• Brief: Could you change "dried flower arrangement" to "potted plant" in the records, starting with the line that contains "Could you kindly indicate each instance of the dried" and going on through the line that contains "<point>13,182</point>", and return only those lines with nothing else altered?
---------- Raw records
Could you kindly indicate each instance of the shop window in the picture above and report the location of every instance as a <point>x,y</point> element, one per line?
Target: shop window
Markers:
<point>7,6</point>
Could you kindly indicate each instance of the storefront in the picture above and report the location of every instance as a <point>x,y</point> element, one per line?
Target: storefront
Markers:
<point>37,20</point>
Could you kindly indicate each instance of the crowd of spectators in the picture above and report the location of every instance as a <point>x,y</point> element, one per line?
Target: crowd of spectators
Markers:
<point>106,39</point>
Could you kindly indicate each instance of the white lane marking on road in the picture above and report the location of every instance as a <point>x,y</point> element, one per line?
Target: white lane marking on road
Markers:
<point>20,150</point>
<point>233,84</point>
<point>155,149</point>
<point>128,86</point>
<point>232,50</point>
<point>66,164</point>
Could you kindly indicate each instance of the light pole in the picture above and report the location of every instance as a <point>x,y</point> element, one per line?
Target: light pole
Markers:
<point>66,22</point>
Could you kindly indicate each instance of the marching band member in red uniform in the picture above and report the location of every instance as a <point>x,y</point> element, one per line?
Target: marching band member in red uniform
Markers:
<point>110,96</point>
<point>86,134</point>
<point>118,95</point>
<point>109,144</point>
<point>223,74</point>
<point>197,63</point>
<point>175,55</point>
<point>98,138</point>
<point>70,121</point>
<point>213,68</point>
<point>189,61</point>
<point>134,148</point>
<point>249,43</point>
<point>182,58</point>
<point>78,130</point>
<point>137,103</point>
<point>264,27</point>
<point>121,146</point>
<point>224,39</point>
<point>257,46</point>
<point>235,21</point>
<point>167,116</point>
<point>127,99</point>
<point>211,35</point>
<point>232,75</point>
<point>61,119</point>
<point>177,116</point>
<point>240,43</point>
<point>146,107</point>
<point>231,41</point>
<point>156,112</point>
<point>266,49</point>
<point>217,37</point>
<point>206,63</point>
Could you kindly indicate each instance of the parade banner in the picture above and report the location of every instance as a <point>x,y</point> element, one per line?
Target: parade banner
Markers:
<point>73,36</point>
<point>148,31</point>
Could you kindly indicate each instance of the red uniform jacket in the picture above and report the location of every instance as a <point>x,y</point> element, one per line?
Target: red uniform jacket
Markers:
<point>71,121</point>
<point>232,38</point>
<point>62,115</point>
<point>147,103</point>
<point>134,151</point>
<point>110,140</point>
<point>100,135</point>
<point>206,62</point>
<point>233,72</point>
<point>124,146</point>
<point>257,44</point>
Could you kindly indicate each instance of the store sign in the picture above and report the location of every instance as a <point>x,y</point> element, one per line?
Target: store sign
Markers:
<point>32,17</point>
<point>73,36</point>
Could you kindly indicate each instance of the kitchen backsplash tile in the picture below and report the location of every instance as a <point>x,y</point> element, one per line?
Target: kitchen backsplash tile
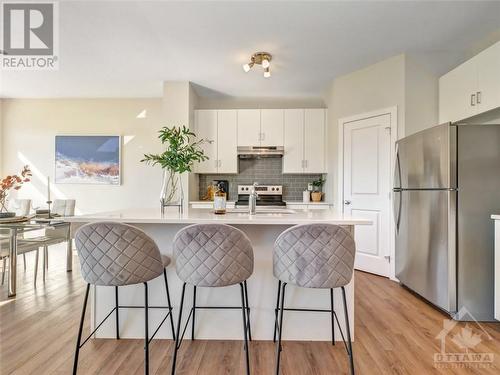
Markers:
<point>266,171</point>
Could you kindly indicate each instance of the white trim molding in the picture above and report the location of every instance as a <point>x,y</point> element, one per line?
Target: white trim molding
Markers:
<point>393,113</point>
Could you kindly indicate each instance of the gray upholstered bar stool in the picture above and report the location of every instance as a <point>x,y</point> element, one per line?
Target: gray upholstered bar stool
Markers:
<point>314,256</point>
<point>213,255</point>
<point>114,254</point>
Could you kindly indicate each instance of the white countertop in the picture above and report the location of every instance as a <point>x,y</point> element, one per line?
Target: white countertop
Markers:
<point>287,202</point>
<point>196,216</point>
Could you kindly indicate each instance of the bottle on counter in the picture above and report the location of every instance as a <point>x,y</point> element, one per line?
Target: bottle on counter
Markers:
<point>220,200</point>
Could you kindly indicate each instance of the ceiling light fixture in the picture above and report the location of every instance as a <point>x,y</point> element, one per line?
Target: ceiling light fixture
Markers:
<point>260,58</point>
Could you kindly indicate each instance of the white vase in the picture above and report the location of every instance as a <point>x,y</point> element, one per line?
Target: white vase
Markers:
<point>171,191</point>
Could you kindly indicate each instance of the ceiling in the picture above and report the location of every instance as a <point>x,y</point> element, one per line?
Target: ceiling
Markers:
<point>127,48</point>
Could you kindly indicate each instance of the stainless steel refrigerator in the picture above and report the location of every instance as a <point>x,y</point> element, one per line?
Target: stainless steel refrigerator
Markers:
<point>446,186</point>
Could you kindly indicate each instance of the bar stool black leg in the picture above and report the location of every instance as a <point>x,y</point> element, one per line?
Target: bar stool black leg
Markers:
<point>245,321</point>
<point>117,315</point>
<point>248,312</point>
<point>169,305</point>
<point>349,343</point>
<point>146,331</point>
<point>333,317</point>
<point>280,329</point>
<point>276,310</point>
<point>178,334</point>
<point>194,313</point>
<point>80,329</point>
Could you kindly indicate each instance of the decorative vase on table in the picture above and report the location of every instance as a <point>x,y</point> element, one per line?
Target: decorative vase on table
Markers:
<point>4,212</point>
<point>182,151</point>
<point>172,193</point>
<point>12,182</point>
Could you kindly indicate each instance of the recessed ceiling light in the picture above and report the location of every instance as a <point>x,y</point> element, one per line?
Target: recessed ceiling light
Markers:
<point>260,58</point>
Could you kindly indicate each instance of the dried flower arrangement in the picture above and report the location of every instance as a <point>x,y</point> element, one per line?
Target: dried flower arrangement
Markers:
<point>13,182</point>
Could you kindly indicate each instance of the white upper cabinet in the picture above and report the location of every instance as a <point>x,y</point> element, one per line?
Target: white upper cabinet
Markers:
<point>314,140</point>
<point>304,141</point>
<point>302,132</point>
<point>271,127</point>
<point>206,128</point>
<point>219,129</point>
<point>488,79</point>
<point>249,127</point>
<point>293,159</point>
<point>455,93</point>
<point>226,141</point>
<point>472,88</point>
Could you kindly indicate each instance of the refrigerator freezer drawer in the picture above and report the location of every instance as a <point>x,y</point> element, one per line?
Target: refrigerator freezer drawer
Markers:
<point>425,244</point>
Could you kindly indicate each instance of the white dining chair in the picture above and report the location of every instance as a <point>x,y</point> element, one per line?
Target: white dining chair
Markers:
<point>21,207</point>
<point>54,236</point>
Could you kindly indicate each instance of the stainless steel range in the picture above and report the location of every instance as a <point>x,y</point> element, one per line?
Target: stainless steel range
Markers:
<point>269,195</point>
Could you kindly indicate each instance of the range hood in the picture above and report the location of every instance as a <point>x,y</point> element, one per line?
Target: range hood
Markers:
<point>249,152</point>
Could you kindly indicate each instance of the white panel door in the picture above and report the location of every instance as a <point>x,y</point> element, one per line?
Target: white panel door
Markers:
<point>206,128</point>
<point>455,93</point>
<point>271,127</point>
<point>249,127</point>
<point>488,79</point>
<point>293,141</point>
<point>367,189</point>
<point>314,140</point>
<point>226,141</point>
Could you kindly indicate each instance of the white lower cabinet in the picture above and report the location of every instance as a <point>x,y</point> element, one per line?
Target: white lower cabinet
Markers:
<point>219,128</point>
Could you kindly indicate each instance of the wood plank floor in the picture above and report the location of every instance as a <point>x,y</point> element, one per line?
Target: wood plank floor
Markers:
<point>395,334</point>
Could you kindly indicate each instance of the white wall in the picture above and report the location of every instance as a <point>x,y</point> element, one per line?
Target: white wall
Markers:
<point>1,138</point>
<point>178,102</point>
<point>378,86</point>
<point>30,126</point>
<point>421,98</point>
<point>397,81</point>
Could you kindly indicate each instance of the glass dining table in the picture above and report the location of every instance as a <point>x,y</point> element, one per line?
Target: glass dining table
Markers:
<point>10,233</point>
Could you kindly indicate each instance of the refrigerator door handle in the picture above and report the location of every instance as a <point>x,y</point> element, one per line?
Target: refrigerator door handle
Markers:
<point>396,205</point>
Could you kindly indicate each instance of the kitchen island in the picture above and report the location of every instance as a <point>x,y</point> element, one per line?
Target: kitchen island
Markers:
<point>262,229</point>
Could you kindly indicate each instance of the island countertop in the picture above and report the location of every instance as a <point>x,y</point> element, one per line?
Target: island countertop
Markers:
<point>233,216</point>
<point>262,230</point>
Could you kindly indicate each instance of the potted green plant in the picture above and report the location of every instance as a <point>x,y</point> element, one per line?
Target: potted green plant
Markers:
<point>182,151</point>
<point>316,194</point>
<point>10,182</point>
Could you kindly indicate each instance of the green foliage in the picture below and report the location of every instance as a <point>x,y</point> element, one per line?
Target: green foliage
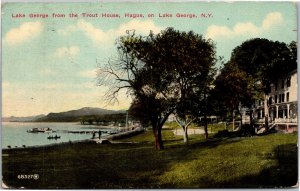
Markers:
<point>265,61</point>
<point>256,162</point>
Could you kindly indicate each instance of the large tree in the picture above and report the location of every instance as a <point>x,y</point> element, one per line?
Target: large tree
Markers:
<point>233,89</point>
<point>264,61</point>
<point>159,71</point>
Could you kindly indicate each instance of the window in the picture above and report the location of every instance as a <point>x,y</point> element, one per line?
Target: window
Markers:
<point>270,100</point>
<point>288,82</point>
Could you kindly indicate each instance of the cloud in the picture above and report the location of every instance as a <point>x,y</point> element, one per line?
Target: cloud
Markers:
<point>271,20</point>
<point>67,51</point>
<point>99,36</point>
<point>89,73</point>
<point>47,72</point>
<point>25,32</point>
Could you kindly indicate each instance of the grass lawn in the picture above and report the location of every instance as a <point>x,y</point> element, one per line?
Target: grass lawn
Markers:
<point>255,162</point>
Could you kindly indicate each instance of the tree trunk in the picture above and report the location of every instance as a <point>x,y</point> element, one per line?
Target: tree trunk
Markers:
<point>158,138</point>
<point>205,126</point>
<point>185,134</point>
<point>251,118</point>
<point>233,120</point>
<point>266,110</point>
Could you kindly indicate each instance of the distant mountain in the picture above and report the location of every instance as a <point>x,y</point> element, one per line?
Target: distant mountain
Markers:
<point>76,115</point>
<point>22,119</point>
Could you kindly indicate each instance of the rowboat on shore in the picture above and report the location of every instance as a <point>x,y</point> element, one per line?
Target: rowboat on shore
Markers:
<point>39,130</point>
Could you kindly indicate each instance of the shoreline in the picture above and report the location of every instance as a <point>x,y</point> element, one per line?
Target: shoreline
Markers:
<point>120,135</point>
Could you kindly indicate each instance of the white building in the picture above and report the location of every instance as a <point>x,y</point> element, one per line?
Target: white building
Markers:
<point>282,103</point>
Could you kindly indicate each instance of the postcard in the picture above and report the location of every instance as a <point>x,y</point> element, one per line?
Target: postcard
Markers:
<point>147,95</point>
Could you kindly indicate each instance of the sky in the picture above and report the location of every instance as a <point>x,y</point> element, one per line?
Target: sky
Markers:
<point>49,64</point>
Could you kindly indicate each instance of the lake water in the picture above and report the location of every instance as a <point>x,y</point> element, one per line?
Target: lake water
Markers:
<point>15,134</point>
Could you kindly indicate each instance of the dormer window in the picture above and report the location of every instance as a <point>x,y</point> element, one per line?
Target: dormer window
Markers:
<point>288,82</point>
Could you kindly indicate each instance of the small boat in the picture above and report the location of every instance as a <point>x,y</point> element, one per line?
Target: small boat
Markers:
<point>53,137</point>
<point>40,130</point>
--------------------
• Solution to this problem:
Could you kindly indicate each instance of the potted plant in the picture above and report the location of every instance as a <point>x,y</point> element, one per line?
Target: potted plant
Markers:
<point>13,182</point>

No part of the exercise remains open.